• About this task: List every line in the rows that contains the string "exact".

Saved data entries

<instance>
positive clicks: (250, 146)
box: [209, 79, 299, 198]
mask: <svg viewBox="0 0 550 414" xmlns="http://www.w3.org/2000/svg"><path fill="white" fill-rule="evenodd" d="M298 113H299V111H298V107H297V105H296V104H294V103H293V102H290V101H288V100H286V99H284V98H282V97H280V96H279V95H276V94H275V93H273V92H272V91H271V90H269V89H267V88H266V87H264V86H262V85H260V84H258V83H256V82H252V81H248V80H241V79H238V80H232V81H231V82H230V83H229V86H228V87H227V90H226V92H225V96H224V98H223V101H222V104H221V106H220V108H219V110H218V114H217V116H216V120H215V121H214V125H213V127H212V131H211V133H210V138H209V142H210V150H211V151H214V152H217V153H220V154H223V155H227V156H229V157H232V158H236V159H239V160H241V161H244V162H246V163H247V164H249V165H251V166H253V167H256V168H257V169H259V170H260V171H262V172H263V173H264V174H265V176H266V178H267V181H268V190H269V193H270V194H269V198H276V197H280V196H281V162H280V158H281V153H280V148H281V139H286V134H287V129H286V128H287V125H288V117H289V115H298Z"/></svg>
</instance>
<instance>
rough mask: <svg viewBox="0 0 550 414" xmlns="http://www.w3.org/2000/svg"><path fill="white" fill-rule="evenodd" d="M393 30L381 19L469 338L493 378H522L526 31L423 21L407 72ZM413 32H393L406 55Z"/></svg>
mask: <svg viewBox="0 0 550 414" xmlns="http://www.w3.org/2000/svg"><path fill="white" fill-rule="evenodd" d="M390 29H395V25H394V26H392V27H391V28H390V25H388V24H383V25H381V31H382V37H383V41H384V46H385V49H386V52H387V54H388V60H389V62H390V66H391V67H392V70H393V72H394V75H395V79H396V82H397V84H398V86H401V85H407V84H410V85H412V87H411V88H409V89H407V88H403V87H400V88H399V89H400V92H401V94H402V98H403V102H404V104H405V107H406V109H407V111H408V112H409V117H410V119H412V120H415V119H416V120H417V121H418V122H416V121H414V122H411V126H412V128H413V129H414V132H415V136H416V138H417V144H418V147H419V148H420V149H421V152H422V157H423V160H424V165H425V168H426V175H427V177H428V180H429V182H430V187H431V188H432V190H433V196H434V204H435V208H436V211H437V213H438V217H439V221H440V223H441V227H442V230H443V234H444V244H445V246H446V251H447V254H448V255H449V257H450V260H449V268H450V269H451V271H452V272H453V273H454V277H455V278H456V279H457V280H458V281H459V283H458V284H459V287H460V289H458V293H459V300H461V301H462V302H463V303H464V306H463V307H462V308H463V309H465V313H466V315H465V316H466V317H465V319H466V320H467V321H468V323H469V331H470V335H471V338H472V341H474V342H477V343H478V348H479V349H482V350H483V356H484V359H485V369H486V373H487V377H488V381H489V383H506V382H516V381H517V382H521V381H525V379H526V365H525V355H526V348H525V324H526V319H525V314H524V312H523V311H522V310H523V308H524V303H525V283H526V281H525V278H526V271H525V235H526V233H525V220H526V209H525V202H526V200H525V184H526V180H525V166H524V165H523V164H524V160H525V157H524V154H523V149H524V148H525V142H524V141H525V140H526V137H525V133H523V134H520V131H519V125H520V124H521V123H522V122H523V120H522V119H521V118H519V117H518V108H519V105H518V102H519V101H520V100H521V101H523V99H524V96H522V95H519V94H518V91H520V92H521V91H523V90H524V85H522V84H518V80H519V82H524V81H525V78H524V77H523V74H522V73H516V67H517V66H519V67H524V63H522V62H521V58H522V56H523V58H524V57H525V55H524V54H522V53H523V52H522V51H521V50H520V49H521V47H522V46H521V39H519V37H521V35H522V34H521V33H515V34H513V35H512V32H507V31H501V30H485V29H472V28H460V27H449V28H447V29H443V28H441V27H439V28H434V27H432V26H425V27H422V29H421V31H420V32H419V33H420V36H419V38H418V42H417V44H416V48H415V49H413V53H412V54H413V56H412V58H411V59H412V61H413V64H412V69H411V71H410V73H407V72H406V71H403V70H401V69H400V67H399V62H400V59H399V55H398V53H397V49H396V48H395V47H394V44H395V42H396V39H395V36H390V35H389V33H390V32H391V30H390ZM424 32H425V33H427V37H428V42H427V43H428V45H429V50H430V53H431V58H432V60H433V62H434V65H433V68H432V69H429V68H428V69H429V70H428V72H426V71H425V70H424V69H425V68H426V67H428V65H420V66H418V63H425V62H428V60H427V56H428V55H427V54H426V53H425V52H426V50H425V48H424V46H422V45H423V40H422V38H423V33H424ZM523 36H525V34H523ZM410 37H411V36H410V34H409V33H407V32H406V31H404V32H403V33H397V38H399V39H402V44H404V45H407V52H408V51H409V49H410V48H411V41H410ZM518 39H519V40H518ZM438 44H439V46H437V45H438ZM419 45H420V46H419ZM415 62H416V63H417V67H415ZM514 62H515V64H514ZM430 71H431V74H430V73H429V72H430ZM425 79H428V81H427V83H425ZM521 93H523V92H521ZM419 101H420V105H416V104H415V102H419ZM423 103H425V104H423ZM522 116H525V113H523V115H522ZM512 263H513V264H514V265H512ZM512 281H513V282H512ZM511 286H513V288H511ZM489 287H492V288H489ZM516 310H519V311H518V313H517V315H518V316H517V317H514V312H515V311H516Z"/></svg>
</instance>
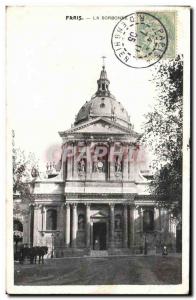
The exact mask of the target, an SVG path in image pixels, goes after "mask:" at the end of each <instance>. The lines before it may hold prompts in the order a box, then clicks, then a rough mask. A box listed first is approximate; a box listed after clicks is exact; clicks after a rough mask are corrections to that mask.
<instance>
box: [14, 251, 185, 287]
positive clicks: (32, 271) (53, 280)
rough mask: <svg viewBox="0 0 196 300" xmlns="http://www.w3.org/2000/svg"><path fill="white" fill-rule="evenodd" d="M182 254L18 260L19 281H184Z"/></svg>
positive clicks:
* * *
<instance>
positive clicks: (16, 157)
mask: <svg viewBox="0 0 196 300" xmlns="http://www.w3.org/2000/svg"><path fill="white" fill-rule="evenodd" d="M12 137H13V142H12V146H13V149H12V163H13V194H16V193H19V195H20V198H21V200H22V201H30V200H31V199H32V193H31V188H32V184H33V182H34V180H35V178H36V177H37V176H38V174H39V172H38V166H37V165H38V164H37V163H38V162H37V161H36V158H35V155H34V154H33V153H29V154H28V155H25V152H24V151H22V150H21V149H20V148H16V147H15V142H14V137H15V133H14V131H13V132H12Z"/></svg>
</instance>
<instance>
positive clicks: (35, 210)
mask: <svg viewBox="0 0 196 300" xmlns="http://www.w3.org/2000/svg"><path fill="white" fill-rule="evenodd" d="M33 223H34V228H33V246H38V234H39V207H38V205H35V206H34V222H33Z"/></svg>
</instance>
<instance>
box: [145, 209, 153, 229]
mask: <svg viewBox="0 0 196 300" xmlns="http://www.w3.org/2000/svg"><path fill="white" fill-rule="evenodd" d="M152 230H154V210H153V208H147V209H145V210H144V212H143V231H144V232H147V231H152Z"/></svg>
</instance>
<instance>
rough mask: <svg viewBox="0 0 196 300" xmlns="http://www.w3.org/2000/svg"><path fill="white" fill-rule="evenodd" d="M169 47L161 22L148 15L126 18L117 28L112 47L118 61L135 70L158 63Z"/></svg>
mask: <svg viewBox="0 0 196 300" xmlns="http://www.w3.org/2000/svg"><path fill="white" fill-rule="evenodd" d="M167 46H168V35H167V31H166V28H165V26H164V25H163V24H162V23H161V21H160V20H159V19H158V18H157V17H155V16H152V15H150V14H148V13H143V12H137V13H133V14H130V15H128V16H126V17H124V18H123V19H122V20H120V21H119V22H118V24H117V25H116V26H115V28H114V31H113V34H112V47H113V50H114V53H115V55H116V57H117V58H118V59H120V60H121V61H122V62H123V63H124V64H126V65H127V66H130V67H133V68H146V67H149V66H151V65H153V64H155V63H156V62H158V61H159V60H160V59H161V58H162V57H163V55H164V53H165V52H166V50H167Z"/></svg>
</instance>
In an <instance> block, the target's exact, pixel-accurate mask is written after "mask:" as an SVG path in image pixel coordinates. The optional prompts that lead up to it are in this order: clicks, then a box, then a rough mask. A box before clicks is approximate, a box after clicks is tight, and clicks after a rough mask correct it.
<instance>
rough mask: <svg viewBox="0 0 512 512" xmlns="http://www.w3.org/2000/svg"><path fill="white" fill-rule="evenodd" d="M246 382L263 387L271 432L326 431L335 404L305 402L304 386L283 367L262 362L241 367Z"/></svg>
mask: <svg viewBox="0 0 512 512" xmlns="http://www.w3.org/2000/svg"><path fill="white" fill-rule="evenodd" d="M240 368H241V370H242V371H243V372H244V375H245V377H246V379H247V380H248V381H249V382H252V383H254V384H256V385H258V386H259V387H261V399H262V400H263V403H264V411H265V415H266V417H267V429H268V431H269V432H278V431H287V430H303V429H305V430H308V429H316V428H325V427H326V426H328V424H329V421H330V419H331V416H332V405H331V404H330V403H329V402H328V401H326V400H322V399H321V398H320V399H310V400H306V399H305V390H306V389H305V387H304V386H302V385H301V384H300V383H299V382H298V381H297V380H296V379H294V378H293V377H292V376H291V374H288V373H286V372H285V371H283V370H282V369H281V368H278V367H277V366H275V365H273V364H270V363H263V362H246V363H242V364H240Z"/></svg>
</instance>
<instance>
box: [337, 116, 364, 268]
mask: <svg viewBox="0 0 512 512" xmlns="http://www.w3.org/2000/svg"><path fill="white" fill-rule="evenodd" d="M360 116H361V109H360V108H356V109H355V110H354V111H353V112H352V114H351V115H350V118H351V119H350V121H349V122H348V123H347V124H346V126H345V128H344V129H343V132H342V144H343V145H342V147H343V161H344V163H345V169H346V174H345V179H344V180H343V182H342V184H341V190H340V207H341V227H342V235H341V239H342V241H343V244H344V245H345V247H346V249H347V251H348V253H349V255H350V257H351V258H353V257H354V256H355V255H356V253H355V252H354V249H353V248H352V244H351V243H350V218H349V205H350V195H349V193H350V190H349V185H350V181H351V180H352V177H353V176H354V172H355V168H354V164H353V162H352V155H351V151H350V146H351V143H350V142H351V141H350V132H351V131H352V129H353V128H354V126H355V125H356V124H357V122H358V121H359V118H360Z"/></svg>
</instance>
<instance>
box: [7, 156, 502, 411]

• Solution for this problem:
The exact mask of the target, an SVG path in image pixels, goes after "mask:" at the end of each <instance>. The lines before it may hold prompts in the order a box, then clicks, then a rough mask. A box listed first is approximate; a box listed after clicks is exact; clicks after a rough mask are corrections to that mask.
In an <instance> block, the target's exact, pixel-accurate mask is written after "mask:" as an SVG path in image pixel coordinates. The optional prompts that lead up to it are in this order: clicks, then a box, then a rough mask. A box before clicks is approximate, a box after clicks is tight, and clicks after a rough mask correct it.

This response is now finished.